-- DATA UNDER STUDY follows --

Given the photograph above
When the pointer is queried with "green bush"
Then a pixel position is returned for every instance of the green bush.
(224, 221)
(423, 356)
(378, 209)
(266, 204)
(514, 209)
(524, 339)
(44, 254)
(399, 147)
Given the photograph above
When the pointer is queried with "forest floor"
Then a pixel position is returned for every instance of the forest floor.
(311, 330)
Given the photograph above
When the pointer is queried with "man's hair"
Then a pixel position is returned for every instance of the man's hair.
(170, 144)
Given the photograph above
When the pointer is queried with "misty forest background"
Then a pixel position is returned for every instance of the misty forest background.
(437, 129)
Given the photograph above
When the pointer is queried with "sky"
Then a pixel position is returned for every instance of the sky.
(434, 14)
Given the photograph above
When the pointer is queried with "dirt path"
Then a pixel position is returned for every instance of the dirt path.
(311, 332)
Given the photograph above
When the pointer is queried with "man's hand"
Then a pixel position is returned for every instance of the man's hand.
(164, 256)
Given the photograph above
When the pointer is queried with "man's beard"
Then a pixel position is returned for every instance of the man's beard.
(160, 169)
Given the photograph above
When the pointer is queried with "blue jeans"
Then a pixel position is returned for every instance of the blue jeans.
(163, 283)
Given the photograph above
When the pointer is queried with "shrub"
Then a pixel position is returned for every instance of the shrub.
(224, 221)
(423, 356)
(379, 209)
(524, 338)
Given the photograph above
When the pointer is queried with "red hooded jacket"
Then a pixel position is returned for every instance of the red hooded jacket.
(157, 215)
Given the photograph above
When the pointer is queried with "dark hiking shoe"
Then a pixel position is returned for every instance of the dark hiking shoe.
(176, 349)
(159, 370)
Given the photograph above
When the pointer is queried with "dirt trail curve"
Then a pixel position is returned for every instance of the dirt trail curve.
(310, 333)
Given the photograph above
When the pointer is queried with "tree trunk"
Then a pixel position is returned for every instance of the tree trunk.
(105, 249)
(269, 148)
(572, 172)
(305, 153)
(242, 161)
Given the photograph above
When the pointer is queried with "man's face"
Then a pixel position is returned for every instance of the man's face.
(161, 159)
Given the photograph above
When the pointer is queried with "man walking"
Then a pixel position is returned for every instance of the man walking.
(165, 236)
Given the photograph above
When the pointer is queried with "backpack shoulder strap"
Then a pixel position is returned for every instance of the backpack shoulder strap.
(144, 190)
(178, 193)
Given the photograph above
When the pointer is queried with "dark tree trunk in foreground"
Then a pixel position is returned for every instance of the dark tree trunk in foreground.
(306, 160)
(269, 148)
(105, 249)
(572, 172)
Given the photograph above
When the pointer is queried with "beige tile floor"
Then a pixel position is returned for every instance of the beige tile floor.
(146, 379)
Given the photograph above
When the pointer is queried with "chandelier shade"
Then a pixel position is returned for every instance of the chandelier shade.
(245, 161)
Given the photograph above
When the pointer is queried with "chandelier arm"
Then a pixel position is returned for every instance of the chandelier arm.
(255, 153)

-- DATA UNDER STUDY concluded --

▶ [WHAT YOU ARE ASKED TO DO]:
With no line skipped, repeat the records exactly.

▶ [FINISHED TASK]:
Given the photograph above
When the pointer is queried with "green bush"
Then a pixel position is returned for every instance of the green bush.
(224, 221)
(423, 356)
(378, 209)
(266, 204)
(514, 209)
(524, 339)
(44, 254)
(399, 147)
Given the photograph above
When the pointer is queried with "forest floor"
Then a pixel position is returned for every instance of the forest floor.
(311, 330)
Given the photograph above
When the pointer is queried with "man's hair"
Then a pixel position is returned for every instance of the man's hair.
(170, 144)
Given the photograph above
When the pointer is queried with "misty forest background"
Then a pixel position is returned for every instance of the misty forest background.
(437, 129)
Given the photograph above
When the pointer is queried with "sky"
Then a pixel position is returned for every instance of the sky.
(434, 14)
Given the photograph above
When the pointer is queried with "dirt path"
Then a pixel position is returned for every instance of the dirt path.
(311, 332)
Given the photograph above
When the pointer is queried with "man's hand"
Then a pixel position is returned for every instance of the man's hand.
(164, 256)
Given the photograph above
When the pointer is queried with "man's beard"
Then a pixel position is returned for every instance of the man's beard.
(160, 169)
Given the photograph above
When the pointer is queried with "blue jeans"
Then a pixel position is returned for every instance of the blue jeans.
(163, 283)
Given the photograph above
When the pointer is queried with "shrub"
Then a pixel position is returned for every instance of the shrub.
(224, 221)
(423, 356)
(379, 209)
(524, 338)
Given the photograph above
When the pointer is queried with "red hooded jacket"
Then a pixel position is returned for every instance of the red hooded jacket.
(157, 215)
Given the photograph above
When the pointer is queried with "dark hiking shoe"
Then a pixel position is returned for every instance of the dark hiking shoe.
(176, 349)
(159, 370)
Given the photograph above
When the pointer is queried with "dirt trail curve"
Then a pixel position is returned for every instance of the dirt trail curve.
(310, 333)
Given the photograph above
When the pointer is queried with "tree trunk"
Then a pixel position is returned for every instance of the tree trunk.
(105, 249)
(269, 148)
(572, 172)
(305, 153)
(242, 161)
Given the photograph above
When the pointer is queried with "man's face"
Then a pixel position is returned for every instance of the man's face.
(161, 159)
Given the photograph above
When the pointer is queried with "man walking"
Then a pixel position is returned for every instance of the man walking.
(165, 236)
Given the photograph above
When the pointer is queried with "backpack shoulder strap"
Then a pixel position is returned for every instance of the backpack shoulder strap.
(144, 190)
(178, 193)
Given the photograph above
When the pointer is queried with "dark tree trunk in foreground"
Then a pixel position is returned for every instance of the dark tree trunk in foreground.
(306, 160)
(269, 148)
(105, 249)
(572, 172)
Given the photograph above
When the pointer is queried with "beige tile floor"
Then a pixel position is returned for every instance of the beige tile floor.
(146, 379)
Given the photograph above
When the pointer is queried with "chandelier shade"
Then a pixel position is returned for every instance of the chandelier shade.
(245, 161)
Given the photograph above
When the pointer is queried with "chandelier arm"
Then a pixel position is returned for every instance of the chandelier arm.
(255, 153)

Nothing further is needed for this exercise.